▶ _Exercise instructions_: Every entry below needs to be repeated exactly.

*** Begin section ***

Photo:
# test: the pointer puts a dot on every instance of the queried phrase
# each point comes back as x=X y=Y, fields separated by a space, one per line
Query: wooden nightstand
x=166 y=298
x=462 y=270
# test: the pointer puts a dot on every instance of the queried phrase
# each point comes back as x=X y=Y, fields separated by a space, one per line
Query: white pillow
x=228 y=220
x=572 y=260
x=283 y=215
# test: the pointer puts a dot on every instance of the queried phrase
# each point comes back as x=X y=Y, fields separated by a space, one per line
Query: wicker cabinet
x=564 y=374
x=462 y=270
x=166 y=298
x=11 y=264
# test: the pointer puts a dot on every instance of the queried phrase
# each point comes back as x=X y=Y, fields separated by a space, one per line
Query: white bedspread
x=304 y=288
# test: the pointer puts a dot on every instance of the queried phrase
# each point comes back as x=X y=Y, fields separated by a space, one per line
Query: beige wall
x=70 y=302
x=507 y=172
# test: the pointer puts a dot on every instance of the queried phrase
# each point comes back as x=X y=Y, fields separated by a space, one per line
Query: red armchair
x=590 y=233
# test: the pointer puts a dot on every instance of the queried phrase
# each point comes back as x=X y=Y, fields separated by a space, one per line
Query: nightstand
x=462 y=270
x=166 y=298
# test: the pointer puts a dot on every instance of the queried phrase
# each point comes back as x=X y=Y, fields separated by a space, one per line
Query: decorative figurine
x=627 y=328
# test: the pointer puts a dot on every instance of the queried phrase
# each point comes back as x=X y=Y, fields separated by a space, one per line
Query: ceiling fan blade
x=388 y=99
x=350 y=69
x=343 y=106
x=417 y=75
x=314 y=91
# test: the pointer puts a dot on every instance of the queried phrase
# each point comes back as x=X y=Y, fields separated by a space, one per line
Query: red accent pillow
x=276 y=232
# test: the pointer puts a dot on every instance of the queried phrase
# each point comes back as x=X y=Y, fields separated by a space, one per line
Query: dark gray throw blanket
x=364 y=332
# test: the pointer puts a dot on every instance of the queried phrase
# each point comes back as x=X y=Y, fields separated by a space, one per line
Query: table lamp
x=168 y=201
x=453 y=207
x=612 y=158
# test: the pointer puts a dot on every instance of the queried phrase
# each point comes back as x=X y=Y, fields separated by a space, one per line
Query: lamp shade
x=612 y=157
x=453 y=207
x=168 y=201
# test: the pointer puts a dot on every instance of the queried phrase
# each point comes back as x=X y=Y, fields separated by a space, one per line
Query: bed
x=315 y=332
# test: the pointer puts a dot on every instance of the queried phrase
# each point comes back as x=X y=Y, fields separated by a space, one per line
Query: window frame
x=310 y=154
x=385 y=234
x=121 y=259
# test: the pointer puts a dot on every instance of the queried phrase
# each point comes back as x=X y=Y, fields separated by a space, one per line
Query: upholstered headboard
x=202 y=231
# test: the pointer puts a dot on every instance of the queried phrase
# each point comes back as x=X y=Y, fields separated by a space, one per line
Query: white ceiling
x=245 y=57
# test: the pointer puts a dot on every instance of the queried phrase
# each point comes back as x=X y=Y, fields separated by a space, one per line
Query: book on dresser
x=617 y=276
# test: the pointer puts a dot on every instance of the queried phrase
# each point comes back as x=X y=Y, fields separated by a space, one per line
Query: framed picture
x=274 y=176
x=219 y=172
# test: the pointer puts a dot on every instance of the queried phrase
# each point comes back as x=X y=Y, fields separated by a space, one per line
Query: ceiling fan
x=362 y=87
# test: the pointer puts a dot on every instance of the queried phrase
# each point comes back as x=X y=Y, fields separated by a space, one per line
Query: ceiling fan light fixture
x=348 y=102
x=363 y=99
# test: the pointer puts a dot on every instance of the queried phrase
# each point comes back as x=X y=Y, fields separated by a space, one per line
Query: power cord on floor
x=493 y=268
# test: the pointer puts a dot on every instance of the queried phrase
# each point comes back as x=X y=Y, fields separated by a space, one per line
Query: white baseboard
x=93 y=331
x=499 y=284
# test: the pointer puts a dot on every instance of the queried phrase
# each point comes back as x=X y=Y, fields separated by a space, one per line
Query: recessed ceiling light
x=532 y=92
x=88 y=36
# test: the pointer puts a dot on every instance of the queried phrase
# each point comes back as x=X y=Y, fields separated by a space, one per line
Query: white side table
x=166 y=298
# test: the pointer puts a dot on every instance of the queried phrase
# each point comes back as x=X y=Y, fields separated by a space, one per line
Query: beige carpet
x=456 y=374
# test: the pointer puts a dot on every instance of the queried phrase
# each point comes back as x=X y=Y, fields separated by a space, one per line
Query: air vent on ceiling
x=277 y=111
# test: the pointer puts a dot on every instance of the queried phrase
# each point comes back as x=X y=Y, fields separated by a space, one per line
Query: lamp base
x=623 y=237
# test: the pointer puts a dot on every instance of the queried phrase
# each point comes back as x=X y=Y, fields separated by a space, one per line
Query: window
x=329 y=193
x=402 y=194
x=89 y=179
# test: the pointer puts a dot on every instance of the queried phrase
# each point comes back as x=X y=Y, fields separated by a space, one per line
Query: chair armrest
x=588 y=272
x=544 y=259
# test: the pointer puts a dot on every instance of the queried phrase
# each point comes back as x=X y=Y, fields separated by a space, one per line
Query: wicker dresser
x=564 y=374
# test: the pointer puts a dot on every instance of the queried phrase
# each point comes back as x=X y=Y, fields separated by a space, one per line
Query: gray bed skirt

*** End section ***

▶ _Task result_:
Photo:
# test: the pointer puts a dot on every instance of the queried phrase
# each point comes back as x=X y=Y, fields separated by a space, one per line
Query: wooden nightstand
x=166 y=298
x=462 y=270
# test: the pointer puts a dot on every instance of the queried phrase
# each point comes back as x=X y=Y, fields separated by a space, one per line
Query: white pillow
x=228 y=220
x=572 y=260
x=283 y=215
# test: the pointer puts a dot on every instance of the queried phrase
# each point comes back as x=X y=Y, fields separated by a space, one per line
Query: wicker cabinet
x=564 y=374
x=462 y=270
x=166 y=298
x=11 y=264
# test: the pointer puts a dot on every instance of the queried phrase
# each point comes back as x=X y=Y, fields separated by a space, one per line
Query: white bedspread
x=304 y=288
# test: the pointer puts a dot on every instance of the queried phrase
# each point comes back as x=X y=Y, fields separated by a space, one per line
Query: beige wall
x=70 y=302
x=507 y=172
# test: the pointer puts a dot on every instance of the queried phrase
# each point comes back as x=X y=Y, fields separated by a space, one per line
Query: red armchair
x=590 y=233
# test: the pointer puts a dot on every instance of the queried phrase
# each point comes back as x=X y=Y, fields separated by a space, one per line
Query: nightstand
x=462 y=270
x=166 y=298
# test: the pointer puts a dot on every instance of the queried phrase
# each point comes back as x=X y=Y, fields separated by a space, one per line
Query: decorative figurine
x=627 y=328
# test: the pointer puts a dot on every instance of the queried phrase
# each point comes back as x=X y=Y, fields separated by a space, one per line
Query: ceiling fan blade
x=388 y=99
x=350 y=69
x=343 y=106
x=417 y=75
x=314 y=91
# test: the pointer puts a dot on every instance of the queried phrase
# each point comes back as x=X y=Y, fields separated by a space, one per line
Query: red accent pillow
x=276 y=232
# test: the pointer puts a dot on every instance of the queried phrase
# each point comes back as x=X y=Y, fields separated by a space, one per line
Query: dark gray throw blanket
x=364 y=332
# test: the pointer puts a dot on every instance of the queried phrase
# each point comes back as x=X y=Y, fields separated by a space, one per line
Query: table lamp
x=168 y=201
x=453 y=207
x=612 y=158
# test: the pointer puts a dot on every instance of the queried phrase
# each point comes back as x=X y=Y, fields separated by a space, one per line
Query: lamp shade
x=612 y=157
x=453 y=207
x=168 y=201
# test: the pointer puts a dot on every instance of the queried phrase
# each point comes back as x=X y=Y, fields separated by a space, one per line
Query: bed
x=315 y=332
# test: the pointer puts a dot on every instance of the queried phrase
# each point comes back as x=X y=Y, fields separated by a space, one per line
Query: window frame
x=310 y=154
x=385 y=234
x=121 y=259
# test: the pointer puts a dot on every instance of the queried phrase
# each point comes back as x=X y=Y, fields separated by a space, one per line
Query: upholstered headboard
x=202 y=231
# test: the pointer puts a dot on every instance of the queried phrase
# each point comes back as x=X y=Y, fields separated by a space, one per line
Query: white ceiling
x=245 y=57
# test: the pointer puts a dot on every instance of the queried phrase
# each point comes back as x=X y=Y, fields separated by a space, one per line
Query: book on dresser
x=617 y=276
# test: the pointer puts a dot on every instance of the queried phrase
# each point comes back as x=X y=Y, fields separated by a space, one per line
Query: framed picture
x=274 y=176
x=219 y=172
# test: the pointer puts a dot on every instance of the queried phrase
# each point comes back as x=X y=Y, fields separated by a space, one per line
Query: ceiling fan
x=362 y=87
# test: the pointer puts a dot on every instance of the queried phrase
# each point comes back as x=X y=Y, fields separated by a space, one per line
Query: ceiling fan light fixture
x=348 y=102
x=363 y=99
# test: the pointer puts a dot on every instance of the queried phrase
# each point comes back as x=X y=Y, fields separated by a space, one per line
Query: power cord on floor
x=493 y=268
# test: the pointer puts a dot on every instance of the queried phrase
# each point comes back as x=X y=Y, fields separated by a space, one per line
Query: white baseboard
x=93 y=331
x=499 y=284
# test: the pointer puts a dot on every instance of the queried phrase
# each point comes back as x=X y=Y, fields separated by a space, one per line
Query: recessed ceiling light
x=532 y=92
x=88 y=36
# test: the pointer puts a dot on every instance of the queried phrase
# each point comes back as x=X y=Y, fields separated by a space, one per line
Query: white side table
x=166 y=298
# test: the pointer puts a dot on every instance of the queried phrase
# each point comes back as x=X y=Y, fields separated by a space, one per line
Query: beige carpet
x=456 y=374
# test: the pointer puts a dot on every instance of the queried phrase
# each point comes back as x=X y=Y, fields separated by a space, one per line
Query: air vent on ceiling
x=277 y=111
# test: the pointer puts a dot on every instance of the queried phrase
# each point comes back as x=X y=Y, fields separated by a space, one per line
Query: lamp base
x=623 y=237
# test: the pointer puts a dot on every instance of the queried phrase
# each point comes back as x=X y=Y, fields separated by a space, one per line
Query: window
x=329 y=193
x=402 y=194
x=89 y=179
# test: the pointer puts a dot on every instance of the queried phrase
# each point comes back as x=X y=Y, fields separated by a space, one per line
Query: chair armrest
x=588 y=272
x=544 y=259
# test: the pointer puts a dot on every instance of the queried phrase
# each point comes back as x=X y=Y, fields separated by a space, one per line
Query: wicker dresser
x=564 y=374
# test: the pointer puts a dot on every instance of the queried phrase
# each point comes back as x=X y=Y, fields separated by a space, one per line
Query: gray bed skirt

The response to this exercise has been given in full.